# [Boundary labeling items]
○ ○ ○

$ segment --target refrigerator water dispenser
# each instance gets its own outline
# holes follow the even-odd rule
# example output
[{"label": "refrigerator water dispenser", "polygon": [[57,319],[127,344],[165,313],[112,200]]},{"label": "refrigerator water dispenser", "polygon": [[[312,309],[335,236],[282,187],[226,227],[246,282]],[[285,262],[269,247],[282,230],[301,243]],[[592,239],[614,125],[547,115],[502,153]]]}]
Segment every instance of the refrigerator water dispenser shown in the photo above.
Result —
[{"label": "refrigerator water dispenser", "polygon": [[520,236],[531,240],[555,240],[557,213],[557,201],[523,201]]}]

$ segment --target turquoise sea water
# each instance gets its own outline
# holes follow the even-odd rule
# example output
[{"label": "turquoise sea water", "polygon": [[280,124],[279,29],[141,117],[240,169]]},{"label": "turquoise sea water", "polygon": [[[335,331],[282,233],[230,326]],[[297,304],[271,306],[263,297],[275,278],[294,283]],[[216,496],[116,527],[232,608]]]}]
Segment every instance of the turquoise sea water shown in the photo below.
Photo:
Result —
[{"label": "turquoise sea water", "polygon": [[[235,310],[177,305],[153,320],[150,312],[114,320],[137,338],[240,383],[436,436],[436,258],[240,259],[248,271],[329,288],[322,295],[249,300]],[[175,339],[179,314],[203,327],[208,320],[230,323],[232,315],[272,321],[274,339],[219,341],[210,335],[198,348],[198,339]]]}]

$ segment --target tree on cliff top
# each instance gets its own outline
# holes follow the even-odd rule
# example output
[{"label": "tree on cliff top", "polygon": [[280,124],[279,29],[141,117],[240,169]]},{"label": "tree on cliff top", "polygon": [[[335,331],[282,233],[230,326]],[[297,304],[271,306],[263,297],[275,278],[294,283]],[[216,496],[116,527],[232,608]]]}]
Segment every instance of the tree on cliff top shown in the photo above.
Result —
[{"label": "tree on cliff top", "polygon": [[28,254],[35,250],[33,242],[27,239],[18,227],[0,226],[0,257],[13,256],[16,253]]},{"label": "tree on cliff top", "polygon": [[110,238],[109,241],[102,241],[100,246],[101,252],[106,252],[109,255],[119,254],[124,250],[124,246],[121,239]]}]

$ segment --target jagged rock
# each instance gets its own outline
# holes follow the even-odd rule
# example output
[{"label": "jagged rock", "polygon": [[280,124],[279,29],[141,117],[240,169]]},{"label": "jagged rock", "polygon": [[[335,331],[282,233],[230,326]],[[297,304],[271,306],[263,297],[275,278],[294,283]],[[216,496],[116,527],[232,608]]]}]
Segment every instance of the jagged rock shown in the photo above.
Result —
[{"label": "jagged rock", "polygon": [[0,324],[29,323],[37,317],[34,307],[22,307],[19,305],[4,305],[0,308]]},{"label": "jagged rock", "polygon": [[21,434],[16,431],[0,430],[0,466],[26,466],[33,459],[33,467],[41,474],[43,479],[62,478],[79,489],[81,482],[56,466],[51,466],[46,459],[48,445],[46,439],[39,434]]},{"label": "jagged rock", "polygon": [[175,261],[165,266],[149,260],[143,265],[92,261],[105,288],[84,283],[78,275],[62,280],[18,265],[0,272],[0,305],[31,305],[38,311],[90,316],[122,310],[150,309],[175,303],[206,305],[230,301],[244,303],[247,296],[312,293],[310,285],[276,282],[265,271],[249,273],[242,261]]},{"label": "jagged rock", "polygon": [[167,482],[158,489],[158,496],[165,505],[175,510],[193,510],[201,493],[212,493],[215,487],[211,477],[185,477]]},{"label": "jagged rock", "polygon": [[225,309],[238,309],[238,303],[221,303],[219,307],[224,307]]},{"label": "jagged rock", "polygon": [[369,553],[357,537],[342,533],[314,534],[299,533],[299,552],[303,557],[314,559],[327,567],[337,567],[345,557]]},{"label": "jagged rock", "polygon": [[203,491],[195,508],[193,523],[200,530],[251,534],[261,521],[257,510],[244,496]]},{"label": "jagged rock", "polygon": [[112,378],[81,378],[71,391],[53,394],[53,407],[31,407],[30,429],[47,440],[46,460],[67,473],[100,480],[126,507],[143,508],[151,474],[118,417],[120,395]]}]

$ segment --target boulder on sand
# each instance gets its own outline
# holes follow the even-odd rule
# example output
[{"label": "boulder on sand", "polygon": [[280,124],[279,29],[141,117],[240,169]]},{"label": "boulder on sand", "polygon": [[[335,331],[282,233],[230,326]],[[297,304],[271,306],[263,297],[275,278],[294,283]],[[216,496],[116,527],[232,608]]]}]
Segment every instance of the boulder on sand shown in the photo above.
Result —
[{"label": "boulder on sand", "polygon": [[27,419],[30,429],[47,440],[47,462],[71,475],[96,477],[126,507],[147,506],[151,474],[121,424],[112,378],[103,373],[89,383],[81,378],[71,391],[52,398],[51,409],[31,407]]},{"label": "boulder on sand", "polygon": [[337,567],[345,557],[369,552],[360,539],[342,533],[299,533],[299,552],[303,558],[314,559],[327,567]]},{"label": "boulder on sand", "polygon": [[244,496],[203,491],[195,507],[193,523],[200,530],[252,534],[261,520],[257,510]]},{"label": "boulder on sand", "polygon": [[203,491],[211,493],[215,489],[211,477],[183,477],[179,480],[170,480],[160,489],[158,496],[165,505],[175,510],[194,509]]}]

○ ○ ○

# [WORK INSTRUCTIONS]
Change "own outline" to "separate outline" in everything from the line containing "--target boulder on sand" down to the end of the lines, and give those lines back with nothing else altered.

# [RESULT FOR THIS EXERCISE]
$ segment --target boulder on sand
# each instance gets its separate outline
# holes follow the even-odd rule
# example output
[{"label": "boulder on sand", "polygon": [[280,124],[279,29],[141,117],[240,169]]},{"label": "boulder on sand", "polygon": [[[335,331],[282,233],[230,326]],[[297,304],[271,306],[263,297],[275,278],[294,283]],[[216,496],[116,527],[232,608]]]}]
Segment every instance of the boulder on sand shown in the photo above.
Result —
[{"label": "boulder on sand", "polygon": [[27,419],[30,429],[47,440],[47,462],[71,475],[96,477],[126,507],[147,506],[151,474],[121,424],[112,378],[103,373],[89,383],[81,378],[71,391],[52,398],[51,409],[31,407]]},{"label": "boulder on sand", "polygon": [[337,567],[345,557],[369,552],[360,539],[342,533],[299,533],[299,552],[303,558],[314,559],[327,567]]},{"label": "boulder on sand", "polygon": [[244,496],[203,491],[195,507],[193,523],[200,530],[252,534],[261,520],[257,510]]},{"label": "boulder on sand", "polygon": [[203,491],[211,493],[215,489],[211,477],[183,477],[179,480],[170,480],[160,489],[158,496],[165,505],[175,510],[194,509]]}]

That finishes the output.